= Problem requirements =
From the records below, set down exactly the lines starting with the line that contains "Query: man's black shoe" and going on through the line that contains "Query: black leather boot". Nothing else is wanted.

Data entries
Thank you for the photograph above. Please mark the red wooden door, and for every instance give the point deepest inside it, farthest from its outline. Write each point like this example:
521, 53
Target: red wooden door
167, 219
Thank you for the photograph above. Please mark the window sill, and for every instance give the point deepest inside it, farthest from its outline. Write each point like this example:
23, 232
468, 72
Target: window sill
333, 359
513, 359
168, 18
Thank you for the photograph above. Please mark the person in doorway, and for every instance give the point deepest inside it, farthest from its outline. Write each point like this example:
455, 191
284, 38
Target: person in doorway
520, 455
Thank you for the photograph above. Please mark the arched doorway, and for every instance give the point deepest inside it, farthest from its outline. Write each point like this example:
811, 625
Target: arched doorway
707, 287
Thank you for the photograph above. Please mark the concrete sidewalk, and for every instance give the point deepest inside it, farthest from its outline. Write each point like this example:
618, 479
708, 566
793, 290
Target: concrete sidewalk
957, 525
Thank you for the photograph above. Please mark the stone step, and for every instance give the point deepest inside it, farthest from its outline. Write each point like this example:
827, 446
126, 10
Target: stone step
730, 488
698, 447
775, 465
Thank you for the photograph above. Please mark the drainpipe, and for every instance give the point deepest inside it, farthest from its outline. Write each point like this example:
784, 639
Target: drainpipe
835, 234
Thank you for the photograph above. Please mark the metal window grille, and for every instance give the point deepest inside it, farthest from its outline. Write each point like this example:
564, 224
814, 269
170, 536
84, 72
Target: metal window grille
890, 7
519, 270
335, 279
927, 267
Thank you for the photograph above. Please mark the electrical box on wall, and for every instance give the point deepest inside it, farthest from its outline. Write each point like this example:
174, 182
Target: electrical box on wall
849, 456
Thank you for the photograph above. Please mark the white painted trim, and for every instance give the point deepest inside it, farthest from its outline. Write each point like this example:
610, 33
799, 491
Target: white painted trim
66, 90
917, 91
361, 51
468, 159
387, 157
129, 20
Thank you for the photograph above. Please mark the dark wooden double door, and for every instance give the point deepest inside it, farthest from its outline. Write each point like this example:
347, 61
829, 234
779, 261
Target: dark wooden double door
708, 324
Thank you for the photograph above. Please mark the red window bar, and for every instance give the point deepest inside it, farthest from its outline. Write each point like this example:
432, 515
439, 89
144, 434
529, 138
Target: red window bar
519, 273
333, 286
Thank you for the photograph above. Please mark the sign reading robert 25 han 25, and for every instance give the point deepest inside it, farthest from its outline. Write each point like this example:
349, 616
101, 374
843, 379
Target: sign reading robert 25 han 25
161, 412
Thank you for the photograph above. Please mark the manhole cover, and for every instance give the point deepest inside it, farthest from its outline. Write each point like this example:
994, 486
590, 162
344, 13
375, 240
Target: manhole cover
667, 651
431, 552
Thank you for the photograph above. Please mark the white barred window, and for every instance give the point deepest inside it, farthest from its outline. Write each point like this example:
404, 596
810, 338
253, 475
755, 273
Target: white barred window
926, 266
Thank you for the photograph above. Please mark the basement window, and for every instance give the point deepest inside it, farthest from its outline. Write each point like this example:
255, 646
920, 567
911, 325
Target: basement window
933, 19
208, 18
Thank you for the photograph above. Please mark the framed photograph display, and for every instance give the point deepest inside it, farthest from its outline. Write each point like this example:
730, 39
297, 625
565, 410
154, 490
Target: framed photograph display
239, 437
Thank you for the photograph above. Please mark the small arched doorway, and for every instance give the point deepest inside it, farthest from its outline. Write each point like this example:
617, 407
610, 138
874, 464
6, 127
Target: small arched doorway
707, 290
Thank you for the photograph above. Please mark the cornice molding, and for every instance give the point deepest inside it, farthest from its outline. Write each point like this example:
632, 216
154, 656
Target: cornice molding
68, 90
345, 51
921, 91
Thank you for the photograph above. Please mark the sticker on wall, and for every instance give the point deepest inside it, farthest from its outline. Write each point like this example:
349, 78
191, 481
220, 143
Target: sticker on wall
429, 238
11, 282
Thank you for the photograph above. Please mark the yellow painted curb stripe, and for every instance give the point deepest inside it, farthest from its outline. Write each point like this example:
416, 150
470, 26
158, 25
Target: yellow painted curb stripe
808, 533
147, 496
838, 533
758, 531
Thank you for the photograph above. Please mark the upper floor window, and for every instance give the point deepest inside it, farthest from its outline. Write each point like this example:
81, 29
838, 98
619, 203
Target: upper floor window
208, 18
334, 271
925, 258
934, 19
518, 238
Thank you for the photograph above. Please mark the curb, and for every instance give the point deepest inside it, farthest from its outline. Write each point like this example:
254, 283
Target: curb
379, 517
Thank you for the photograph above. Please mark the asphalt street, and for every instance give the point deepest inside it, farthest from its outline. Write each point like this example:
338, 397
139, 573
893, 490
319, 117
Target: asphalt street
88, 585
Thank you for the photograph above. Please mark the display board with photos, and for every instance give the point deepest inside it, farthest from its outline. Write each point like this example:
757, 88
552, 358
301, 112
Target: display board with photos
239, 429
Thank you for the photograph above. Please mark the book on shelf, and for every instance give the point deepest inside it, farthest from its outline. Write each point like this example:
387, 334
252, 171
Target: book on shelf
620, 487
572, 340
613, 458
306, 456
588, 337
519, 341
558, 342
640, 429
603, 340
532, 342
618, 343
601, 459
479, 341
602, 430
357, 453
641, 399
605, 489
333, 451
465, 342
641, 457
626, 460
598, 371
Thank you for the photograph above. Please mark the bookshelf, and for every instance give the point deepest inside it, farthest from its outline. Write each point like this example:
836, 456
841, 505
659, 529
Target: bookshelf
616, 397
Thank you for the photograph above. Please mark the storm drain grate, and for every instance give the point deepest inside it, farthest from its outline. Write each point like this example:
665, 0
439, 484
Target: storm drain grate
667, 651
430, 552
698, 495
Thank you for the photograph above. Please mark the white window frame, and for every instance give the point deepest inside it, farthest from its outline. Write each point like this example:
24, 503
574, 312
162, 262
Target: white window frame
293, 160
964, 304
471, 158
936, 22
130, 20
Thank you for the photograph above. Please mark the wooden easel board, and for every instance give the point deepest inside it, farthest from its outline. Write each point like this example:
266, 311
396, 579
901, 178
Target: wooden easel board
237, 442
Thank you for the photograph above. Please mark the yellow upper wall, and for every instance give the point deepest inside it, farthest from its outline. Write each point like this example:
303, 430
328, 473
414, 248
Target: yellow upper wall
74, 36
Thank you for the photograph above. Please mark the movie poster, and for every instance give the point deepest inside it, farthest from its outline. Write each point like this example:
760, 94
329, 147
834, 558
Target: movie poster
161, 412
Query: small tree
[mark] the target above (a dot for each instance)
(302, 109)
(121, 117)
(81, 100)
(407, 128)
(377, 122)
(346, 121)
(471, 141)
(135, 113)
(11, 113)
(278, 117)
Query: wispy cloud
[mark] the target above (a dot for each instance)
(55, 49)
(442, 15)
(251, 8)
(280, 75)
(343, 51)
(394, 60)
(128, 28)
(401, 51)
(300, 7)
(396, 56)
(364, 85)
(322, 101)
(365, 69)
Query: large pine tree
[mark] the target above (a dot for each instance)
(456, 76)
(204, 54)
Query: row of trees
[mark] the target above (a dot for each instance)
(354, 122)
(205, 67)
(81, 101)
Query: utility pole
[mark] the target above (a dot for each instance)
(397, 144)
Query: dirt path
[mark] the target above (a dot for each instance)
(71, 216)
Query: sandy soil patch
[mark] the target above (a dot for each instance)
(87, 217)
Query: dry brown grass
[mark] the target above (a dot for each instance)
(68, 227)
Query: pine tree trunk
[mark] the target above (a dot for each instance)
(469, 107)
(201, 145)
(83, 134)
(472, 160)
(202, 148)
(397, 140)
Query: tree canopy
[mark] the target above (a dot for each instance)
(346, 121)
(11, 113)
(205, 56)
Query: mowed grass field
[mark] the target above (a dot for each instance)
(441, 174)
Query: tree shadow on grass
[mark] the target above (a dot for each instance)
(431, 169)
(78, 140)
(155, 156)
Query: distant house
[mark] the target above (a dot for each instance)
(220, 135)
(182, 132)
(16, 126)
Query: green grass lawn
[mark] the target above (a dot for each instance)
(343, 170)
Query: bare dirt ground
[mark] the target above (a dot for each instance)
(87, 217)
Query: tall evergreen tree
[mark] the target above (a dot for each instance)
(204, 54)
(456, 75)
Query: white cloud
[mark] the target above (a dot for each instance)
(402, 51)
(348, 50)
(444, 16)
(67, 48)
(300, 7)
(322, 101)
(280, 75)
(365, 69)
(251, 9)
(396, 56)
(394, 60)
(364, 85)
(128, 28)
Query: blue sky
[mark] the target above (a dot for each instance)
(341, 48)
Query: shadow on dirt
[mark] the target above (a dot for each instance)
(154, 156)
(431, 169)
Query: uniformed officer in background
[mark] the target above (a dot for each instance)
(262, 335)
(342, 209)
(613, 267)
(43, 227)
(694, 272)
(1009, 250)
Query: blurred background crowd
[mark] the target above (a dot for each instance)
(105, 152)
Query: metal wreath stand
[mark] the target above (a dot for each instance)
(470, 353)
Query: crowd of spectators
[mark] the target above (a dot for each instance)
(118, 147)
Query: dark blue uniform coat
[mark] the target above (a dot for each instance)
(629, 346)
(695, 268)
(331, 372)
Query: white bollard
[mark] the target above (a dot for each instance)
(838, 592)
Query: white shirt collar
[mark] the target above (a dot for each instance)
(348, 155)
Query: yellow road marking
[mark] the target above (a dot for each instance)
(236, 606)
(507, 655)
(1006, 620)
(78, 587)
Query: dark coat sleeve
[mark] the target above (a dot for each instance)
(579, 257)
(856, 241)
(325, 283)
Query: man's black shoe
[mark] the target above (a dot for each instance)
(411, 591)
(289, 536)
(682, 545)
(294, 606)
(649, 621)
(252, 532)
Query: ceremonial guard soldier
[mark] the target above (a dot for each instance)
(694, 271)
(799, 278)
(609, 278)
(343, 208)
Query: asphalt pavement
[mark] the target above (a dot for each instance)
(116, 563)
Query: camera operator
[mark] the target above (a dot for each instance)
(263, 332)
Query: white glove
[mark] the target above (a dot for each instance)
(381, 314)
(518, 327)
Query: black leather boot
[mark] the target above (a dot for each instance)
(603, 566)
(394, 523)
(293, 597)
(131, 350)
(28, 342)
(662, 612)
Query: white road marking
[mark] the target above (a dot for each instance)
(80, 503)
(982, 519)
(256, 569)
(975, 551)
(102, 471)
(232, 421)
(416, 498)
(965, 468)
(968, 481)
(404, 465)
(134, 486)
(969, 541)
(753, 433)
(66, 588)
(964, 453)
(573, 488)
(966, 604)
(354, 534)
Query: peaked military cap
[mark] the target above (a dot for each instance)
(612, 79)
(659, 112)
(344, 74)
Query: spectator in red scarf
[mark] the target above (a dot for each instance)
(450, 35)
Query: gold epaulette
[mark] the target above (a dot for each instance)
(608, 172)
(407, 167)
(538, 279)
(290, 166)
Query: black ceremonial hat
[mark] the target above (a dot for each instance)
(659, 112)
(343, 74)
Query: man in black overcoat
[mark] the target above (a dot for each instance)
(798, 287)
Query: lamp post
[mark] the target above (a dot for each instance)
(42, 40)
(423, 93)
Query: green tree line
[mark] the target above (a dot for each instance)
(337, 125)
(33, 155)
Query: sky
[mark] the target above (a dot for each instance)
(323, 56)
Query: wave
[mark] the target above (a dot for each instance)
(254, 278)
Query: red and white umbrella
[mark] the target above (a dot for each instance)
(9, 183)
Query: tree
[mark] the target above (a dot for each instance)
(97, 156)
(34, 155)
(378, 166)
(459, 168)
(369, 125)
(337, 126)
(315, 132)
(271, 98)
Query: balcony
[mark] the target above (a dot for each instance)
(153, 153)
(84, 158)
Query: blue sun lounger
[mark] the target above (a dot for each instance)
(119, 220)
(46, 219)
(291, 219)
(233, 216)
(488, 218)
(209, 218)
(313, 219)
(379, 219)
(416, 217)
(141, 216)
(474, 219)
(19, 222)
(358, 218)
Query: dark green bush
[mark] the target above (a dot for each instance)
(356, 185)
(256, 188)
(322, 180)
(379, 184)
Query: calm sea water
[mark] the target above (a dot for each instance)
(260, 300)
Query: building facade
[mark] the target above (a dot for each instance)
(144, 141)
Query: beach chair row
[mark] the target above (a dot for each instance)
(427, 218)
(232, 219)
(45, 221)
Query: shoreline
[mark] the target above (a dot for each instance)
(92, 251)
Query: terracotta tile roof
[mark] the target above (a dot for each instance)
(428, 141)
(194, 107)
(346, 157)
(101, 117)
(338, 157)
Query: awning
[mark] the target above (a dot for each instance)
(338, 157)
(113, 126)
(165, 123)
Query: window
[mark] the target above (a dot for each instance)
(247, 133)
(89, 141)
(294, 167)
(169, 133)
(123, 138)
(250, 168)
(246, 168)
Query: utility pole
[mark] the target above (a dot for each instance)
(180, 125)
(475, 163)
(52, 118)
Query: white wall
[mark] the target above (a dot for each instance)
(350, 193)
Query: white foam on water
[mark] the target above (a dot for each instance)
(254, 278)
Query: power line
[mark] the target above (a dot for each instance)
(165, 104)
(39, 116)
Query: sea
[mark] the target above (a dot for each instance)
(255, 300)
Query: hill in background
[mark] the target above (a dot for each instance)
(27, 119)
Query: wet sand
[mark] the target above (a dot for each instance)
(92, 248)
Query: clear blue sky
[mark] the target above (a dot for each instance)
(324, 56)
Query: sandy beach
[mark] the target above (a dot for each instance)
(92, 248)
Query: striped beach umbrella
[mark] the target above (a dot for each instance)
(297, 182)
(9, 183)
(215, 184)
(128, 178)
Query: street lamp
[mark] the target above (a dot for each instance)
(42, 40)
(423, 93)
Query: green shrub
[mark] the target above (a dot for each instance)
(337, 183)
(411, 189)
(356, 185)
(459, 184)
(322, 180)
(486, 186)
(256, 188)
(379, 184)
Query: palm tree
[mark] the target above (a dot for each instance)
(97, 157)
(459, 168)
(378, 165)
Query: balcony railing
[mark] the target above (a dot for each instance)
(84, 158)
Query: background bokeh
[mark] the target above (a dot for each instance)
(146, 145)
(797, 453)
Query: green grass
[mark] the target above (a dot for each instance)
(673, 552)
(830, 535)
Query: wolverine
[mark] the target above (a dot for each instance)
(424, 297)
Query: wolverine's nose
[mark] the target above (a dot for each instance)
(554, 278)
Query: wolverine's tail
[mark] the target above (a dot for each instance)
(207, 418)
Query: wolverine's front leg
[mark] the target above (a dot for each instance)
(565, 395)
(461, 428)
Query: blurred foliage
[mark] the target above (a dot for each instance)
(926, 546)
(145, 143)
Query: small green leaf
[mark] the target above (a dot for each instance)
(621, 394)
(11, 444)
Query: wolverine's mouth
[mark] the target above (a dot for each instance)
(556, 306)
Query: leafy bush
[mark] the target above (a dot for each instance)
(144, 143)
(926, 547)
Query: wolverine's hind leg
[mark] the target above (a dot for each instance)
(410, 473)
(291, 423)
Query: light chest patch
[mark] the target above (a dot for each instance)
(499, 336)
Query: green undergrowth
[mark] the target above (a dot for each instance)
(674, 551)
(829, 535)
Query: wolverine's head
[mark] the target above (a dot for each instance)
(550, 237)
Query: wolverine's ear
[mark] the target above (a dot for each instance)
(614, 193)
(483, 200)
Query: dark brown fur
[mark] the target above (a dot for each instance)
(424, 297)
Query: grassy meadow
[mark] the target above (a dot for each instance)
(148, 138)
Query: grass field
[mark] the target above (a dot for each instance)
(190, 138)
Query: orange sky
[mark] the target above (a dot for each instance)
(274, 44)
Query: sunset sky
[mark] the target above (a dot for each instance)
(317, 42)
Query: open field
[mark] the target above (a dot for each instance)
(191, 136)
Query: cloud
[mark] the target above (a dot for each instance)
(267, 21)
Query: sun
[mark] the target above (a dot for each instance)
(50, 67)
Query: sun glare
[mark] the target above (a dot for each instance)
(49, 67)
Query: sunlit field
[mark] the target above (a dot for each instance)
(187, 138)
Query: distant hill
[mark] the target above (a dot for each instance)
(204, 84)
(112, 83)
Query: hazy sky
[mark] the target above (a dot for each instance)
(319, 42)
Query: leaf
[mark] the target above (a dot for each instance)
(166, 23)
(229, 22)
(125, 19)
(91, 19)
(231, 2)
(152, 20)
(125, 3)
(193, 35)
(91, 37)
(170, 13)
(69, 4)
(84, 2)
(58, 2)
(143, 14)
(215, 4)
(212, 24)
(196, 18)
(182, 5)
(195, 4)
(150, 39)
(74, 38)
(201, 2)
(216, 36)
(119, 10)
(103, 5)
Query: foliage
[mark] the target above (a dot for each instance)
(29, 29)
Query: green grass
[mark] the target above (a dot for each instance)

= Output of the task =
Query: man's black shoe
[mark] the target above (a dot for each instance)
(411, 591)
(289, 536)
(682, 545)
(294, 606)
(649, 621)
(252, 532)
Query: ceremonial guard soldier
[mark] the target above (a dot for each instance)
(694, 271)
(799, 278)
(609, 278)
(343, 208)
Query: asphalt pavement
[mark] the target above (a dot for each instance)
(116, 563)
Query: camera operator
[mark] the target above (a dot for each instance)
(263, 332)
Query: white glove
[mark] the target above (a dot for each instance)
(381, 314)
(518, 327)
Query: black leather boot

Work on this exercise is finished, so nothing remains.